- [Text extract]

The controversy over Coca-Cola arose last month when the Centre for Science and Environment (CSE), a highly reputable NGO in New Delhi, released a study that documents extraordinarily high and dangerous levels of pesticides, including banned carcinogens such as Heptachlor and Malathion, in all tested samples of Coke and Pepsi. CSE's scientists tested 57 samples of both colas from 25 different bottling plants across most of India, and in some cases found pesticide residues 24 times higher than standards adhered to by the European Union and proposed by the Bureau of Indian Standards.

Though India still occupies a miniscule place in Coke's global operations, accounting for about one percent of its worldwide sales, it represents a huge and growing market. That industry executives have not taken the ban lying down is amply clear from Coca-Cola India's web site, which affirmed within days of the report released by the CSE that tests by the reputed Central Science Laboratory in London had not found pesticide levels in Indian-produced colas beyond those permitted in the European Union. CSE responded that the British independent laboratory only tested samples provided to it by Coca-Cola or Pepsi, not by CSE or other agencies.

Both Coca-Cola and PepsiCo are going on aggressive campaigns to defend their drinks, putting large posters and fliers in shops and food markets in metropolitan centres assuring customers that the soft drinks sold in India are safe. The allegation that multinationals have differing standards for their products in the post-industrial societies, emerging economies and developing countries is one to which all companies profess sensitivity, so it is not surprising that Coca-Cola India's Aug. 11 2006 news release openly states that "we have the same uncompromising commitment to product safety and quality in our beverages in India that we offer around the world."

This controversy, however, is only the latest in a line of long-standing differences between CSE and the two cola giants, which together control over 90 percent of India's soft drinks market. In early 2003, CSE found nearly the same level of pesticides in a large number of samples of both Coke and Pepsi, and a joint committee of both houses of the Indian Parliament affirmed in 2004 its corroboration of CSE's findings. The Joint Parliamentary Committee, over the next two years, labored to set new standards, which it reconfirmed for proposal to the Bureau of Indian Standards in March 2006. The new standards still await acceptance by the Indian Government.

Coca-Cola has had a more tumultuous history in India than just its disagreements with CSE. The present dispute masks considerations that are in some respects far more serious, or certainly of greater importance. Its bottling plants are under siege, it stands accused of draining scarce water resources and activists and villagers have battled Coca-Cola on the streets and in courts. No one is prepared yet to forecast its demise in India, but the iron-clad laws of karma seem poised to extract the last drop of water from the Cola that promises to keep its consumers feeling forever fresh.

If the allegations of pesticide contamination are true, the levels of pesticide can be brought down to meet international standards. But the inescapable fact remains that Coca-Cola consumes increasingly scarce water resources. Among farmers in India, Coca-Cola and PepsiCo are known as 'pani chors' or water thieves. The water table has fallen precipitously in many parts of India, and hundreds of struggles between the beverage giants and local people have been documented around the country.

- [Provided information]
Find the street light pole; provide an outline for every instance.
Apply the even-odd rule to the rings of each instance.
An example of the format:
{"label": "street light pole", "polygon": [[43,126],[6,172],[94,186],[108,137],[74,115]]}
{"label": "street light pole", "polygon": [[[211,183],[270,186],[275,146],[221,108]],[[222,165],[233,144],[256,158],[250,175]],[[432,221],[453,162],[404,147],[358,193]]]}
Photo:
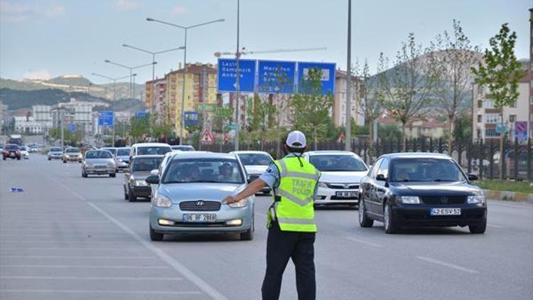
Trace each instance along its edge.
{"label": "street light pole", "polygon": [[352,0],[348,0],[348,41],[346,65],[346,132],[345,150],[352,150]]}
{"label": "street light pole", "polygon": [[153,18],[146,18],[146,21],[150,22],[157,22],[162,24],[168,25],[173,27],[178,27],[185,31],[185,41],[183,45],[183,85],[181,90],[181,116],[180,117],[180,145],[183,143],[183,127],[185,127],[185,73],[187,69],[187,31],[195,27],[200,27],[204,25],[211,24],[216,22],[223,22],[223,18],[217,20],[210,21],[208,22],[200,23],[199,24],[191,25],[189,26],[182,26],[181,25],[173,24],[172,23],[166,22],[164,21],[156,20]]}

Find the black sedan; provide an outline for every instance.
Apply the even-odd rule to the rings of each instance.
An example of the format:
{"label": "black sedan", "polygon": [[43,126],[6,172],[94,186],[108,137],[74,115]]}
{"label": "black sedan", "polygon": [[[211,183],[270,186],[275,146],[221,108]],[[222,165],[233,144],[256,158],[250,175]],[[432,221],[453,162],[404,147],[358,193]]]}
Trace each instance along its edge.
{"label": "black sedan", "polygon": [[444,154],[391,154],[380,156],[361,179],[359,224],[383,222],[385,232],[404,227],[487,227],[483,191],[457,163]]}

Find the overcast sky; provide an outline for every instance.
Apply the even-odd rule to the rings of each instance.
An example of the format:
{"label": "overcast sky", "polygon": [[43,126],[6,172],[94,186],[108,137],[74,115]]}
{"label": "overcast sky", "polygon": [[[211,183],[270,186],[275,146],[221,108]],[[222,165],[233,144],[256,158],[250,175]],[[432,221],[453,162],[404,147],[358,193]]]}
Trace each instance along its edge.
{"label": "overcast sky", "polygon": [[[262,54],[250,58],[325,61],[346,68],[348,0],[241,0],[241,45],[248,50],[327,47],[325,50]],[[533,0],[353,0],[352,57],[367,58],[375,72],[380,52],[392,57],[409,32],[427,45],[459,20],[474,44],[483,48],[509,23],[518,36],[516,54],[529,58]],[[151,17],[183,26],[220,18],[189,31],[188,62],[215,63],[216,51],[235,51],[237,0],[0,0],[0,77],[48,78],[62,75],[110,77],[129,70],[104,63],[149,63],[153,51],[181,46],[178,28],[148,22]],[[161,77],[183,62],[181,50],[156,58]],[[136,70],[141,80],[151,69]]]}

- [Written tasks]
A) Answer these questions from the passage about Coca-Cola in India.
(i) How many samples of the two colas did CSE's scientists test?
(ii) About what share of Coke's worldwide sales does India account for?
(iii) In what month and year did the Joint Parliamentary Committee reconfirm its standards for proposal to the Bureau of Indian Standards?
B) Rewrite the part of the passage about Coca-Cola in India starting with "Though India still" and going on through "or other agencies.", with "miniscule" replaced by "tiny".
C) According to the passage about Coca-Cola in India, why is it not surprising that Coca-Cola India's news release claims the same commitment to safety and quality in India as around the world? Answer in one to three sentences.
Base every answer only on the passage about Coca-Cola in India.

- [Responses in order]
A)
(i) 57 samples
(ii) About one percent
(iii) March 2006

B)
Though India still occupies a tiny place in Coke's global operations, accounting for about one percent of its worldwide sales, it represents a huge and growing market. That industry executives have not taken the ban lying down is amply clear from Coca-Cola India's web site, which affirmed within days of the report released by the CSE that tests by the reputed Central Science Laboratory in London had not found pesticide levels in Indian-produced colas beyond those permitted in the European Union. CSE responded that the British independent laboratory only tested samples provided to it by Coca-Cola or Pepsi, not by CSE or other agencies.

C) It is not surprising because every company says it is sensitive to the allegation that multinationals hold their products to different standards in post-industrial societies, emerging economies and developing countries.